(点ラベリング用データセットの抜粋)
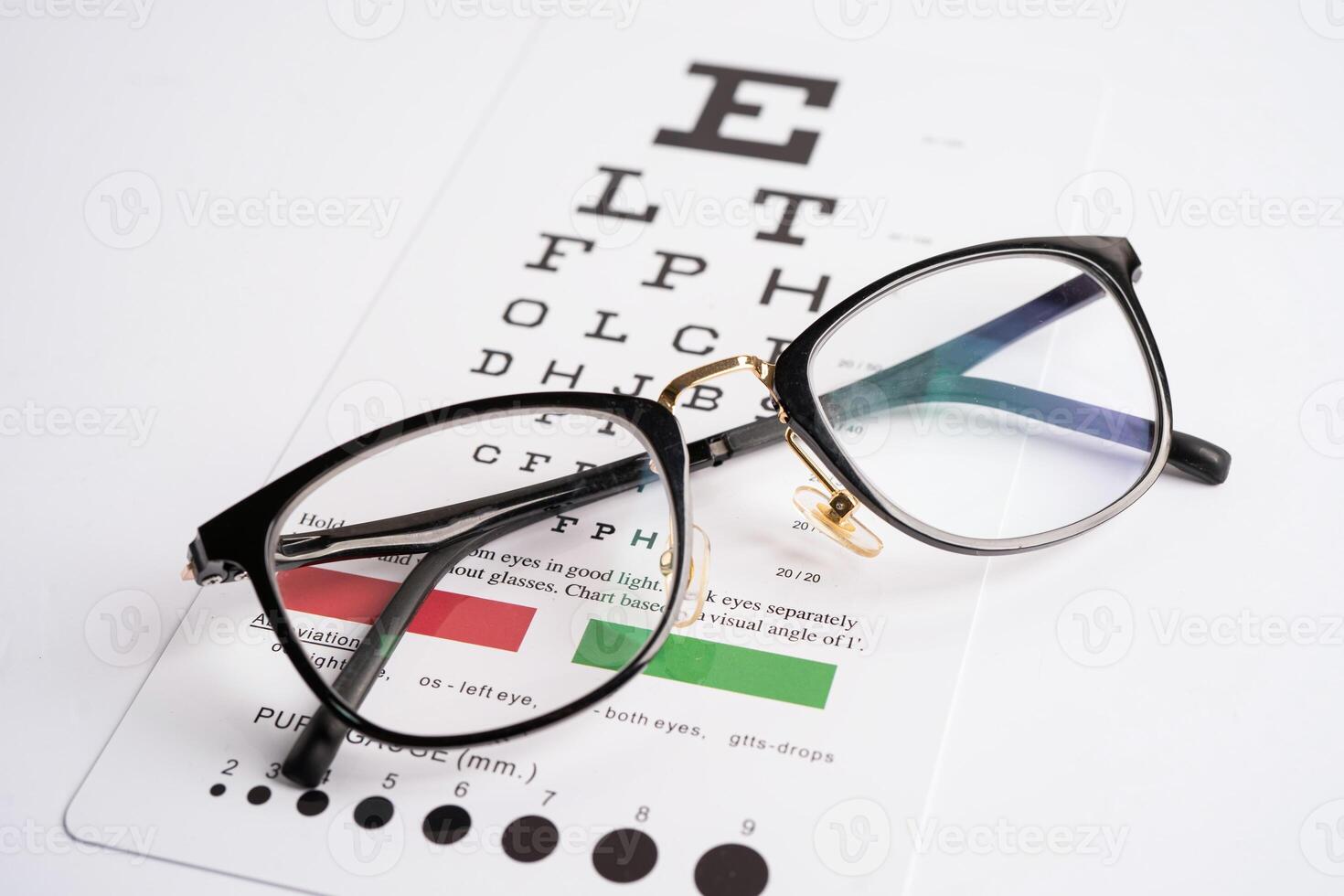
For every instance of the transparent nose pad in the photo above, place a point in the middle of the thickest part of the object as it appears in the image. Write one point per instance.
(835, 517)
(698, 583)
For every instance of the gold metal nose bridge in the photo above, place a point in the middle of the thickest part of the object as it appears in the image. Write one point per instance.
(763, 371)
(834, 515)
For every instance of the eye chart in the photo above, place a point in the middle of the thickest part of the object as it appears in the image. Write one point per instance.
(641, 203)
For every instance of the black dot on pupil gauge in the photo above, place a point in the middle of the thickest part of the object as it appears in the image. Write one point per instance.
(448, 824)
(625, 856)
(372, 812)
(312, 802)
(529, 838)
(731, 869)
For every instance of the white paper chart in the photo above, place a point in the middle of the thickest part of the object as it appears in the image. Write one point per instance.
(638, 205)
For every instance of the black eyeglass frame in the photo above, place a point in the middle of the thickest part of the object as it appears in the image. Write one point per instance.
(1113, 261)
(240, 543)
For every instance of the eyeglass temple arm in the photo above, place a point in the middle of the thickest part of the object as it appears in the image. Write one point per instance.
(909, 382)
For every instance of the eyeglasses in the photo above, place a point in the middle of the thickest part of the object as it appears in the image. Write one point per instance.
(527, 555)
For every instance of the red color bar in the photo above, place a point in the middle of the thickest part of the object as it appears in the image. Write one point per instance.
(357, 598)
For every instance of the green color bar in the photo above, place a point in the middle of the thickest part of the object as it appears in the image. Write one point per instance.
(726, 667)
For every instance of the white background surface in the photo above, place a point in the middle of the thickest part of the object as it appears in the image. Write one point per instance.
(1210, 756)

取り組む課題
「For every instance of the eyeglasses」を含む行から最後の行までの部分で「color bar」を「color strip」に置き換え、その部分だけを書き出してください。それ以外の箇所は一切変更しないでください。

記述による解答
For every instance of the eyeglasses in the photo above, place a point in the middle of the thickest part of the object as it appears in the image. Write one point per instance.
(527, 555)
For every instance of the red color strip in the photo above, place a point in the middle of the thickest part of the object as it appears in the image. Write one point per instance.
(357, 598)
For every instance of the green color strip in the photo above, place a point in the middle of the thickest part of the object as it appears in the image. Write one point per instance.
(726, 667)
For every instance of the white background surface in the photo above, place a point in the middle of the thickest part of the object as it appears in the image. Write one point per instance.
(1210, 756)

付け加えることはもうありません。